Text extract:

○ ○ ○

= Joint Cipher Bureau =

Division of the Indian armed forces

The Joint Cipher Bureau (JCB) is an agency of the Indian armed forces responsible for signals intelligence and cryptanalysis and coordinating similar activities and operations of military intelligence agencies. It is under the Ministry of Defence and its employees are all civilian like Military Engineer Services (India) mostly attached to defence organization.

The JCB works closely with the IB and R&AW. It is responsible for cryptanalysis and encryption of sensitive data. The inter-services JCB has primary responsibility for cryptology and SIGINT, providing coordination and direction to the other military service organizations with similar mission. Most current equipment providing tactical intelligence is of Russian origin, including specialized direction finding and monitoring equipment. The JCB also analysis and participates in investigations of any personnel of the Defence Research and Development Organization (DRDO) if incriminating material is discovered during inspections by the DRDO's security.

○ ○ ○

Rows:

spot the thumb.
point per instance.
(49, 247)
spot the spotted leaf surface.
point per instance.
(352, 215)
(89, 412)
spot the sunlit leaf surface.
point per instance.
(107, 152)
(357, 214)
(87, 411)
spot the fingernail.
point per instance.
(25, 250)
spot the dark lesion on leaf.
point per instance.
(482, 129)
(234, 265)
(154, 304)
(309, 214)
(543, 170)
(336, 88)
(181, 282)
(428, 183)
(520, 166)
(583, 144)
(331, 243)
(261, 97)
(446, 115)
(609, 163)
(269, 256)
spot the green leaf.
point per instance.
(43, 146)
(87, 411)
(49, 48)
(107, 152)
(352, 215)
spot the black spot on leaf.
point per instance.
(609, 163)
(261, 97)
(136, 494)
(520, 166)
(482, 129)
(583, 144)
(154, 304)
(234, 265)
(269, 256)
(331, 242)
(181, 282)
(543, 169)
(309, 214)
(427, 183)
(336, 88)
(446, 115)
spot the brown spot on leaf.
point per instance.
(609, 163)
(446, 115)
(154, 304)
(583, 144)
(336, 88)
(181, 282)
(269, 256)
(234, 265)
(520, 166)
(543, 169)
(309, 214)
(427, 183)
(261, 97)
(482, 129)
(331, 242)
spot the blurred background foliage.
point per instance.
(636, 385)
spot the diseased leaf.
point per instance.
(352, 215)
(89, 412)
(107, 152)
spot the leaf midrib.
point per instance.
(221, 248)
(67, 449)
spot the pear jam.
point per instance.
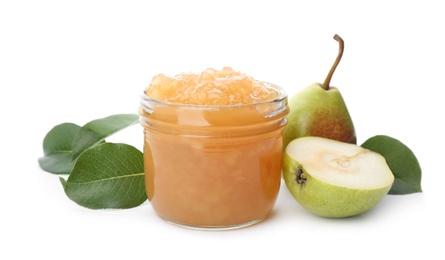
(212, 147)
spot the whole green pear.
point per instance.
(319, 110)
(335, 179)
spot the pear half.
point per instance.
(335, 179)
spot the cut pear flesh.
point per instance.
(335, 179)
(341, 164)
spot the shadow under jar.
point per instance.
(213, 167)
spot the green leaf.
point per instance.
(402, 162)
(57, 149)
(108, 175)
(96, 131)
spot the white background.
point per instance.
(75, 61)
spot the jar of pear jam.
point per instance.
(212, 147)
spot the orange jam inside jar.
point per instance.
(212, 147)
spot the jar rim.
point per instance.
(281, 96)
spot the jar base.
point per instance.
(214, 228)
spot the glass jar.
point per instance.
(213, 167)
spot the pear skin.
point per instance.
(335, 179)
(315, 111)
(319, 110)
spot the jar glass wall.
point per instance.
(213, 167)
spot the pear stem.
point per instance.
(327, 81)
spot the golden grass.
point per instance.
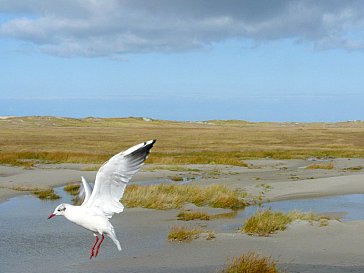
(41, 193)
(47, 194)
(183, 234)
(177, 178)
(267, 222)
(323, 166)
(170, 196)
(193, 215)
(355, 168)
(27, 140)
(174, 168)
(251, 263)
(72, 189)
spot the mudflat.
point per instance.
(303, 247)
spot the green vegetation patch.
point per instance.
(267, 222)
(183, 234)
(323, 166)
(170, 196)
(47, 194)
(193, 215)
(251, 263)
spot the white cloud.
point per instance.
(115, 27)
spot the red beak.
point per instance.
(52, 215)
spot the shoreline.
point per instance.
(303, 247)
(57, 175)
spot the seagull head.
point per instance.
(60, 210)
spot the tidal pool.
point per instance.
(31, 243)
(351, 206)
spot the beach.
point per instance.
(303, 247)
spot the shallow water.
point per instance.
(31, 243)
(351, 205)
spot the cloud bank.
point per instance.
(112, 28)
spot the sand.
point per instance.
(303, 247)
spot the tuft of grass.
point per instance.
(193, 215)
(177, 178)
(266, 187)
(323, 166)
(266, 222)
(251, 263)
(183, 234)
(170, 196)
(72, 189)
(356, 168)
(47, 194)
(173, 168)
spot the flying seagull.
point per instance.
(101, 202)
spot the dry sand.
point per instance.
(302, 248)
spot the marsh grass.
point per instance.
(72, 189)
(46, 194)
(58, 140)
(41, 193)
(173, 168)
(267, 222)
(355, 168)
(183, 234)
(251, 263)
(193, 215)
(323, 166)
(177, 178)
(170, 196)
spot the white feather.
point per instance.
(112, 178)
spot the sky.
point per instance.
(188, 60)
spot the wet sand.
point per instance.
(64, 247)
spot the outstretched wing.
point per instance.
(84, 192)
(113, 176)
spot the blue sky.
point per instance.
(183, 60)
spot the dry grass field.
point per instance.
(25, 140)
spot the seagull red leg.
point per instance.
(93, 248)
(98, 247)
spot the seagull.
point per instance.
(101, 202)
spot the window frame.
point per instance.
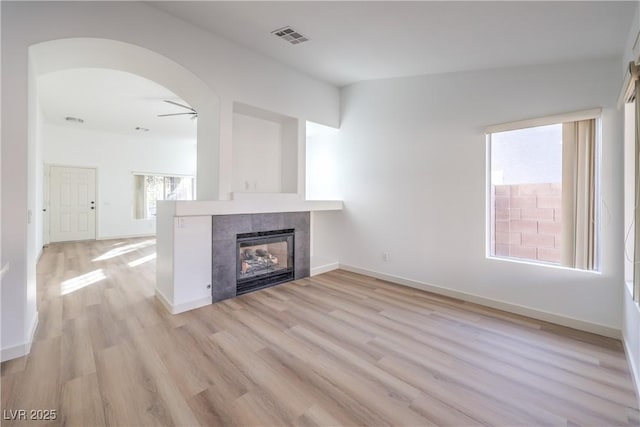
(156, 175)
(596, 114)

○ ○ ○

Objective:
Answer these questions from the text about the Joint Cipher Bureau:
1. Which ministry is the Joint Cipher Bureau under?
2. Which two agencies does it work closely with?
3. Of what origin is most current equipment providing tactical intelligence?
The lines were drawn from a source other than the text.

Complete answer:
1. The Ministry of Defence.
2. The IB and R&AW.
3. Russian.